◆ EXERCISES TO COMPLETE ◆
[1] Answer these questions using the text on Sun's CMT systems.
(a) Which two CMT systems were announced on the day the photo was taken?
(b) About how much off-chip memory bandwidth do the UltraSPARC T2plus based systems have?
(c) How many threads does the single system formed by two T2plus sockets run?
[2] Retype the text on Sun's CMT systems word for word, from "[interconnect panel slide" up to and including "16 FPU system.".
* START ARTICLE *
I took this photo the day we announced our two latest CMT systems, the T5240 and T5140. I included it in the deck for several reasons. First, it allowed me to make the point that Sun has very aggressively embraced 10 GbE, putting it on the motherboard in these systems. Second, it is another example of system-level thinking in that we have carefully impedance-matched these 10 GbE capabilities to our multi-core and multi-threaded processors by supporting a large number of independent DMA channels in the 10 GbE hardware. In other words, as processors continue to get more parallel (more threads, more cores) one must keep everything in balance. Which is why you see so many DMA channels here and why we greatly increased the off-chip memory bandwidth (about 50 GB/s) and coherency bandwidth (about the same) of these UltraSPARC T2plus based systems over that available in commodity systems. And it isn’t just about the hardware: our new Crossbow networking stack in OpenSolaris allows application workloads to benefit from the underlying throughput and parallelism available in all this new hardware. At the end of the day, it’s about the system.

[interconnect panel slide #6]

This last side again emphasizes the value of being able to optimize at a system level. In this case, the fact that we’ve been able to integrate dual 10 GbE interfaces on-chip in our UltraSPARC T2-based systems because it made sense to tightly couple the networking resources with computation for best latency and performance. You might be confused if you’ve noticed I said earlier that our very latest CMT systems have on-board 10 GbE, but not on-chip 10 GbE. This illustrates yet another advantage held by true system vendors — the ability to shift optimization points at will to add value for customers. In this case, we opted to shift the 10 GbE interfaces off-chip in the UltraSPARC T2plus to make room for the 50 GB/s of coherency logic we added to allow two T2plus sockets to be run together as a single, large 128-thread, 16 FPU system.
* END ARTICLE *
* START RECORDED DATA *
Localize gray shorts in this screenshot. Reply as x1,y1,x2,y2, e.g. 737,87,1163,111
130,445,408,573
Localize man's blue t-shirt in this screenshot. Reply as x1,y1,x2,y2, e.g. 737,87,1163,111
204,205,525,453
* END RECORDED DATA *
◆ FINAL RESULTS ◆
[1]
(a) The T5240 and the T5140.
(b) About 50 GB/s.
(c) 128 threads.

[2]
[interconnect panel slide #6]

This last side again emphasizes the value of being able to optimize at a system level. In this case, the fact that we’ve been able to integrate dual 10 GbE interfaces on-chip in our UltraSPARC T2-based systems because it made sense to tightly couple the networking resources with computation for best latency and performance. You might be confused if you’ve noticed I said earlier that our very latest CMT systems have on-board 10 GbE, but not on-chip 10 GbE. This illustrates yet another advantage held by true system vendors — the ability to shift optimization points at will to add value for customers. In this case, we opted to shift the 10 GbE interfaces off-chip in the UltraSPARC T2plus to make room for the 50 GB/s of coherency logic we added to allow two T2plus sockets to be run together as a single, large 128-thread, 16 FPU system.